## REQUIRED ACTIONS:
1: Translate this sentence from the American Aristocracy post into Spanish: "Clymer was orphaned as an infant and adopted by an uncle, William Coleman, a wealthy Philadelphia merchant and friend of Benjamin Franklin."
2: Give the records from the line with "locate the car rear wheel in the photo above" up to and including the end of the records as a two-column CSV with the header request,points. Make one row per request, putting its text and its answer each in one quoted field with line breaks turned into spaces.

Post by blindpig » Tue Feb 11, 2020 12:35 pm

Two Americas
07-26-2007, 08:23 PM

American Aristocracy

Pierce Butler

Pierce Butler was the third son of Sir Richard Butler, the fifth Baronet of Cloughgrenan and a member of the Irish Parliament. Traditionally British aristocrats directed younger sons into the military or the church, and Butler's father was no exception. In the honored fashion of the times, he bought his son a commission in the 22d Regiment of Foot (today's Cheshire Regiment). Butler demonstrated both military skill and the advantages of powerful and wealthy parents in his subsequent career in the British Army. His regiment came to North America in 1758 to participate in the French and Indian War and served in the campaigns that resulted in the capture of Canada from the French.

Daniel Carroll

Daniel Carroll was a prominent member of one of America's great colonial families, a family that produced a signer of the Declaration of Independence in Charles Carroll of Carrollton, a cousin, and the first Catholic bishop in the United States, Daniel's brother John. Daniel Carroll was a patrician planter who fused family honor with the cause of American independence, willingly risking his social and economic position in the community for the Patriot cause. Later, as a friend and staunch ally of George Washington, he worked for a strong central government which could secure the achievements and fulfill the hopes of the Revolution. Ironically, for one whose name was synonymous with the colonial aristocracy, Carroll fought in the Convention for a government responsible directly to the people.

George Clymer

George Clymer was a successful businessman with an abiding interest in the welfare of the common man. He never served in uniform during the Revolutionary War, but he made a significant contribution to the cause of liberty by organizing essential congressional support for needed military reforms and by personally helping to reorganize the Continental Army. As a politician he tended to avoid the limelight, preferring to work on committees where he could bring his administrative skills to bear. He was a soft-spoken man who, as a contemporary said, "was never heard to speak ill of any one." He signed the Declaration of Independence as well as the Constitution.

Clymer was orphaned as an infant and adopted by an uncle, William Coleman, a wealthy Philadelphia merchant and friend of Benjamin Franklin. Informally educated, he became a clerk and, later, partner in his uncle's mercantile firm, which he would inherit. In 1765 he married Elizabeth Meredith, whose socially prominent family introduced him to George Washington and other Patriot leaders. He eventually merged his business with that of his in-laws to form Meredith-Clymer, a leading Pennsylvania merchant house.

Abraham Baldwin

Abraham Baldwin, who represented Georgia at the Constitutional Convention, was a fervent missionary of public education. Throughout his career he combined a faith in democratic institutions with a belief that an informed citizenry was essential to the continuing wellbeing of those institutions. The son of an unlettered Connecticut blacksmith, Baldwin through distinguished public service clearly demonstrated how academic achievement could open opportunities in early American society.

## THE DATA:
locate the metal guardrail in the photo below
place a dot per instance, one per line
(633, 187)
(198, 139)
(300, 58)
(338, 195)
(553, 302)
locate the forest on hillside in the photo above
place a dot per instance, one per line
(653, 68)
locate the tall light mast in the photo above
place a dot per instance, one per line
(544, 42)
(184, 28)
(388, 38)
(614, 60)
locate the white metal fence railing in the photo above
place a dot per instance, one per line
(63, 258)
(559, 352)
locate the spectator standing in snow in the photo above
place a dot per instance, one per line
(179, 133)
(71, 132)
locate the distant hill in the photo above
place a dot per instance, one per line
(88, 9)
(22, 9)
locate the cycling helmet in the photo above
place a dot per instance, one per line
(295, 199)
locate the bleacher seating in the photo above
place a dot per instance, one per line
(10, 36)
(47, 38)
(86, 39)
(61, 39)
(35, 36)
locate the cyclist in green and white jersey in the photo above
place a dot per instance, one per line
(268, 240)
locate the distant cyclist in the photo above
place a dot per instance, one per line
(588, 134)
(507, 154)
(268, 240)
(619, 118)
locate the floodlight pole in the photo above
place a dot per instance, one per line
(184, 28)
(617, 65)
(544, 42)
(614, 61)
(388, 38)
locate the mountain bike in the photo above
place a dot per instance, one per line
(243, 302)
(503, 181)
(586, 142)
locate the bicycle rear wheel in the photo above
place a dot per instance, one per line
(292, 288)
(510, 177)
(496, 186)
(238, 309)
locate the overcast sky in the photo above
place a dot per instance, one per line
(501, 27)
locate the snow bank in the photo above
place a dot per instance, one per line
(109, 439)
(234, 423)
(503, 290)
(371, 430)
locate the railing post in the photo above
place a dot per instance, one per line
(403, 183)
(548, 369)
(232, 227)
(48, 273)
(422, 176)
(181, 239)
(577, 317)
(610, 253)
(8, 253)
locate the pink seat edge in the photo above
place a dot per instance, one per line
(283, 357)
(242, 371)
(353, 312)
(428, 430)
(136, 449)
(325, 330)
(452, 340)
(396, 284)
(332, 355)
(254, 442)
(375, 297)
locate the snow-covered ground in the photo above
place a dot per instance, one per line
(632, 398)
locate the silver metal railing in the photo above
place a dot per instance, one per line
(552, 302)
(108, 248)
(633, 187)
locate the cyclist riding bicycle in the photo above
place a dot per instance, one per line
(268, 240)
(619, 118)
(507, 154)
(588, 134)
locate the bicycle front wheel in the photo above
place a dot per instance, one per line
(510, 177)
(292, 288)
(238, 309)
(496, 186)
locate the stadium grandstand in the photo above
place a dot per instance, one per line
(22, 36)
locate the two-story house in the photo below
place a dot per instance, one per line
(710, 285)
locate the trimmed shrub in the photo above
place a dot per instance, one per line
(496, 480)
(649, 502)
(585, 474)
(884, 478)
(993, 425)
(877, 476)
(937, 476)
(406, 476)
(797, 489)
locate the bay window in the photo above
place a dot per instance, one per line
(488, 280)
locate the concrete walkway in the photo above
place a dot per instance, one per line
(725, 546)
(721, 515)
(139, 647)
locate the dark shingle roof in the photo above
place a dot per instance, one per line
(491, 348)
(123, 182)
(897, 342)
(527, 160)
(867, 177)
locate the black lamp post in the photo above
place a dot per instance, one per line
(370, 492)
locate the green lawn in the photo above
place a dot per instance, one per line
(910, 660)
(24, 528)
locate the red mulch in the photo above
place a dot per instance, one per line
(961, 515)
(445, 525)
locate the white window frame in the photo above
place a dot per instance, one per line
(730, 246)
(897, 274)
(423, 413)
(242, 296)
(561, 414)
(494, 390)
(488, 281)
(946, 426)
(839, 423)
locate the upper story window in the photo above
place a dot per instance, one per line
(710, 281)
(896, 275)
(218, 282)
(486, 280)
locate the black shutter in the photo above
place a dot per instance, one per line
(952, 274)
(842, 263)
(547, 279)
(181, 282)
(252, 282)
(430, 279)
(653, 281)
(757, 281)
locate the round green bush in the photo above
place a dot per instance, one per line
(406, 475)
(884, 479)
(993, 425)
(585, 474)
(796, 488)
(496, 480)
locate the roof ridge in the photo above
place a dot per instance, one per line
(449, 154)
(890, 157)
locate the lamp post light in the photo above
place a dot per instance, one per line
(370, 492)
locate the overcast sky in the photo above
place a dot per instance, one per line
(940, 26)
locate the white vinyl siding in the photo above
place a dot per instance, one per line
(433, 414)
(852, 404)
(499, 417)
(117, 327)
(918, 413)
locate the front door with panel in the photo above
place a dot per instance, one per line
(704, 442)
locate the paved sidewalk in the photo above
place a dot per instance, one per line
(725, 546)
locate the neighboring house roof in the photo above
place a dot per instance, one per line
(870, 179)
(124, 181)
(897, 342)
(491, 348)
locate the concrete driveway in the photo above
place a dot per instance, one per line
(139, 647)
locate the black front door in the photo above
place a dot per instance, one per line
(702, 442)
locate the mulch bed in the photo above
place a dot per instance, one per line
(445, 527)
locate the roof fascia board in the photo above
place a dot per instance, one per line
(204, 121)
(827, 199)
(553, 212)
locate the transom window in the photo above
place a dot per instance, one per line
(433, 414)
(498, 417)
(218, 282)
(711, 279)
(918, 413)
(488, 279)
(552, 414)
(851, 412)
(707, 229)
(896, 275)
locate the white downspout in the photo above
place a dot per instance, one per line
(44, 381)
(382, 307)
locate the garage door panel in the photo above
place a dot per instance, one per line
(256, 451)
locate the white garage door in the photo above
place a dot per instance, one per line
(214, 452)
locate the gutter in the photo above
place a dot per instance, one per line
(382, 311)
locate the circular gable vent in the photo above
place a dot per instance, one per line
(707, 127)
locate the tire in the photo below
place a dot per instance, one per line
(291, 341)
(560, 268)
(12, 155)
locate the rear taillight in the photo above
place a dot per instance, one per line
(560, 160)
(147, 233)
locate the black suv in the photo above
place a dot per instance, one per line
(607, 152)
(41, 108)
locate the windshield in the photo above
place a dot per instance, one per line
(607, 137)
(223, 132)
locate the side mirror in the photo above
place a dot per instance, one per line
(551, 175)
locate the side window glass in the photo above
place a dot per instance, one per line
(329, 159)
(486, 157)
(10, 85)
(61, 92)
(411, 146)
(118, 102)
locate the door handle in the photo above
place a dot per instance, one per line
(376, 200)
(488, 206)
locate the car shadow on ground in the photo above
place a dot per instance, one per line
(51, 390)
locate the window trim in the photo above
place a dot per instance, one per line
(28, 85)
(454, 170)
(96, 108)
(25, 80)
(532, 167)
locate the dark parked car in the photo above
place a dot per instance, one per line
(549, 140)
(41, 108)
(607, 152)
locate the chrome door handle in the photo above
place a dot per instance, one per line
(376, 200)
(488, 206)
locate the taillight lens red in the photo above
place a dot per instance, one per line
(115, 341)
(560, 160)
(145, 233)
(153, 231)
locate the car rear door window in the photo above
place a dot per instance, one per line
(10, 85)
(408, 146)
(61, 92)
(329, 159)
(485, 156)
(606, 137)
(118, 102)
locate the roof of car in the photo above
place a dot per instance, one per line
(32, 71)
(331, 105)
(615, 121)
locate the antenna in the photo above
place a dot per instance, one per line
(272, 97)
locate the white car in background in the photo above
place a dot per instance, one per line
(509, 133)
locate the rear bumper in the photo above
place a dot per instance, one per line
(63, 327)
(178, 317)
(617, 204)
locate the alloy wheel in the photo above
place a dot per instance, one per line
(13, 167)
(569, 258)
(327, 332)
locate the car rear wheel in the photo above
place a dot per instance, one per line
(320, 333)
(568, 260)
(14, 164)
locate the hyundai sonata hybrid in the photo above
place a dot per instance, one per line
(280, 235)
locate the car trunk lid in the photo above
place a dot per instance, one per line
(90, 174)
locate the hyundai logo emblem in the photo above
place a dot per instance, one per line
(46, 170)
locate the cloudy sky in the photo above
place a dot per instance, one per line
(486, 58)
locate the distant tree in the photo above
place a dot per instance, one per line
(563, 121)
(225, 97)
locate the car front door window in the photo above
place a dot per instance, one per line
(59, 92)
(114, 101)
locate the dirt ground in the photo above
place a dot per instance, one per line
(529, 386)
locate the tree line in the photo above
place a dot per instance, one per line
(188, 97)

## RESPONSES BY TASK:
1: Clymer quedó huérfano siendo un bebé y fue adoptado por un tío, William Coleman, un acaudalado comerciante de Filadelfia y amigo de Benjamin Franklin.

2:
request,points
"locate the car rear wheel in the photo above place a dot per instance, one per line","(320, 333) (568, 260) (14, 164)"
"locate the hyundai sonata hybrid in the photo above place a dot per instance, one per line","(280, 235)"
"locate the car trunk lid in the photo above place a dot per instance, one per line","(90, 174)"
"locate the hyundai logo emblem in the photo above place a dot per instance, one per line","(46, 170)"
"locate the cloudy sky in the photo above place a dot per instance, one per line","(486, 58)"
"locate the distant tree in the photo above place a dot per instance, one per line","(563, 121) (225, 97)"
"locate the car front door window in the photo above place a dot per instance, one per line","(59, 92) (114, 101)"
"locate the dirt ground in the photo above place a dot per instance, one per line","(529, 386)"
"locate the tree line in the photo above place a dot per instance, one per line","(188, 97)"